:: Extract provided

After spin-coating, we distinguish (Figure 4(a)) the main contributions at 447 cm⁻¹ which correspond to ZnO NCs [24] and at 2872 cm⁻¹ et 2967 cm⁻¹ (νC-H), 1612 cm⁻¹ (ν_asCOO⁻) et 1415 cm⁻¹ (ν_sCOO⁻) [25,26] which correspond to the ligands on the surface of ZnO NCs. A broad band around 3430 cm⁻¹ is attributed to OH functions. In the absence of DUV irradiation, the chemistry of the films remains stable over time (Figure 4(b)).  The absence of a band around 1700 cm⁻¹ corresponding to a C=O stretching indicates that the electron in the carboxylate are delocalized. The acidic form isn't detected. Therefore, it implies the absence of uncomplexed ligands in the film.

The DUV irradiation leads to a significant decrease of the ligand bands, which reflects a DUV-induced photolysis of these ligands. Concomitantly, the band at 3430 cm⁻¹ increases, which shows the increase of OH. This can be interpreted as oxidation products of ligands and hydroxyls on the surface of ZnO NCs. The non-appearance of the new bands suggests that the species resulting from the photodegradation of the carboxylate ligands are volatile enough to diffuse out of the film.

This degradation can be explained by two possible mechanisms under our conditions. The first one is based on the direct absorption of DUV photons by the ligands which leads to the cleavage of the bonds with energy lower than the incident photon (6.3 eV). A second proposed mechanism involves a photodecarboxylation reaction (also called photo-Kolbe) catalyzed by the ZnO [27,28].

With the disappearance of the ligands, we observe a decrease in the thickness of the deposited film (Figure 4(c)). For a treatment with a dose of 10 J.cm^-2, the decrease in thickness is about 20%. This value is considerably less important than the shrinkage usually observed when sol–gel solutions are used [29,30]. This shrinkage is also lower than that observed for thermal treatments. This result is related to the use of ZnO NCs that are already pre-crystallized, so the shrinkage can be attributed to the removal of the solvent and ligands as shown in FTIR. Finally, an AFM observation (Figure 4(d)) shows that, after DUV irradiation, the RMS roughness of the 2.7 nm films is of the same order of magnitude as the nanocrystal size.

The analysis of the films after DUV treatment was also conducted by XPS. For comparison, thermal treatments were also carried on (300°C/1 h) in order to compare the effect of DUV treatment with such a thermal annealing. The results are shown in Figure 5.

::::
:: Supplied records

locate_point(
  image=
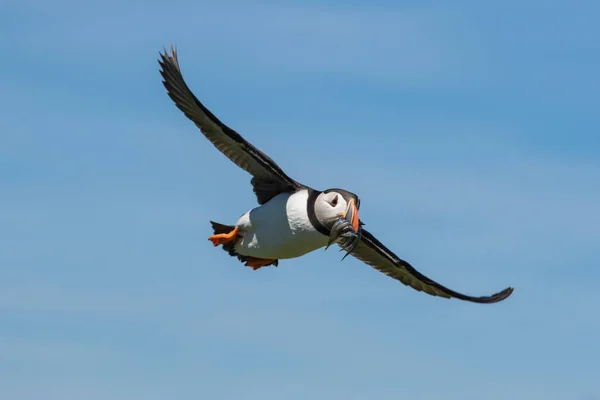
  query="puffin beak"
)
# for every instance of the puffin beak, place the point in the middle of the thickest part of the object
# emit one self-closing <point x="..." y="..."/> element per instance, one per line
<point x="351" y="214"/>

::::

According to the passage on ZnO nanocrystal films, by roughly how much does the film thickness decrease after a treatment with a dose of 10 J.cm^-2? Rely only on the passage on ZnO nanocrystal films, not on the entries.

## Solution to the exercise
About 20%.